■ **SELECTED EXTRACT**
........
# mortar bed on plywood subfloor



## 1Master (May 14, 2009)

*mortar bed* on plywood subfloor for bathroom, whats a fair price to charge, jersey city nj, 54sqft in attic


----------



## willworkforbeer (Mar 7, 2009)

I'd say around tree fiddy


----------



## neolitic (Apr 20, 2006)

1Master said:


> *mortar bed* on plywood subfloor for bathroom, whats a fair price to charge, jersey city nj, 54sqft in attic


The Jersey mud job
by a guy from Jersey? :clap:
Gotta be a joke. :laughing:


----------



## 1Master (May 14, 2009)

dont understand your remark about dumb question, are we posto hepin ech otder?:thumbsup:


----------



## kevjob (Aug 14, 2006)

1Master said:


> *mortar bed* on plywood subfloor for bathroom, whats a fair price to charge, jersey city nj, 54sqft in ATTIC


:blink::blink:


----------



## XanadooLTD (Oct 6, 2007)

:thumbsup:BOUNCE BOUNCE BOUNCE!!!!!! WOrd of advice NEVER ASK GENERAL PRICING QUESTION. There are guys from all over the work on here. SOme might charge fiddy cents some 15 bucks. TO GENERAL!!!


----------



## Crock (Mar 8, 2009)
........
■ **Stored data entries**
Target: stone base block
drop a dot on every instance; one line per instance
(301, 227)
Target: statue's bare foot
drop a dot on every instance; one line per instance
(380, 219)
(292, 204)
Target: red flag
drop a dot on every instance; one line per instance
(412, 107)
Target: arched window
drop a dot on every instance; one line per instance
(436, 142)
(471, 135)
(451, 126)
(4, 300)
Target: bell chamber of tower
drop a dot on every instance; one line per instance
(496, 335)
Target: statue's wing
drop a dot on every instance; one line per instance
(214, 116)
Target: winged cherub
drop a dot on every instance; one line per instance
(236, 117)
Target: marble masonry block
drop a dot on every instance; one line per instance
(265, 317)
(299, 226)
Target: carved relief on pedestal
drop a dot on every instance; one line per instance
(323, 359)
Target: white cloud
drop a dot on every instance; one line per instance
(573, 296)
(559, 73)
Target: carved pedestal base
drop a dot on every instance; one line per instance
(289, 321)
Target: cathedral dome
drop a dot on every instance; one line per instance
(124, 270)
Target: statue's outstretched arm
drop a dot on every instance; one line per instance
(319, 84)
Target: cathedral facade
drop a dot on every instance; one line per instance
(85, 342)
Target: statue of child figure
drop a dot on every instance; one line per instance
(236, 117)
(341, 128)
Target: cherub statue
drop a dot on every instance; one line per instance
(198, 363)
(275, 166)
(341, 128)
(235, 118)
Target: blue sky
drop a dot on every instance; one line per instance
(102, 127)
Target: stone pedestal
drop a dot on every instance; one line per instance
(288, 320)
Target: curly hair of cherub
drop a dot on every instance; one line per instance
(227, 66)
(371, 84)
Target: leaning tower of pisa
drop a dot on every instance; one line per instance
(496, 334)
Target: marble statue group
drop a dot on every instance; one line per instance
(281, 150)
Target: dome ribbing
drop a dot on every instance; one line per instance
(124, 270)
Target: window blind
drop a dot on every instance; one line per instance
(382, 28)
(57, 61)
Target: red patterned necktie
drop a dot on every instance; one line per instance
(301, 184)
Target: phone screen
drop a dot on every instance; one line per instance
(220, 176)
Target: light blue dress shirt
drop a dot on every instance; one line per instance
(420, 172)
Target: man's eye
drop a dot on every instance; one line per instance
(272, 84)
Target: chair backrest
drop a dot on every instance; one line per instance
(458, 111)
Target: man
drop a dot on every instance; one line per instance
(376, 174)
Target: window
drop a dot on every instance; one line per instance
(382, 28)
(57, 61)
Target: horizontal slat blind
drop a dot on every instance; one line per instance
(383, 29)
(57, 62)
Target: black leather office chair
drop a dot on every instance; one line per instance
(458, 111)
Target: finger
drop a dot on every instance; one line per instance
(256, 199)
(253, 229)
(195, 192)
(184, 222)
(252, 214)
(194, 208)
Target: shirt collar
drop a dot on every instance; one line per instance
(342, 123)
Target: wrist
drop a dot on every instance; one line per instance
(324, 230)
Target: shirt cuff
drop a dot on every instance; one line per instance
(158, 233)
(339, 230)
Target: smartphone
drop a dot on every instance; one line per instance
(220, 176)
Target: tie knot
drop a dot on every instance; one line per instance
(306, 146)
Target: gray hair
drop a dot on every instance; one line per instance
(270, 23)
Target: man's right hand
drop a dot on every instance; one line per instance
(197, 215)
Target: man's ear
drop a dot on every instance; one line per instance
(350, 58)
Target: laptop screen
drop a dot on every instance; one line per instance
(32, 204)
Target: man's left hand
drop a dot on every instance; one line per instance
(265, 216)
........
■ **DIRECTIONS**
Using the forum thread, explain in one to three sentences why one reply says never to ask a general pricing question. You don't need the data to complete this.

■ **FULL SOLUTION**
The reply says the forum has contractors from all over, and their rates vary widely, with some charging "fiddy cents" and others 15 bucks. That makes a general pricing question too general to answer.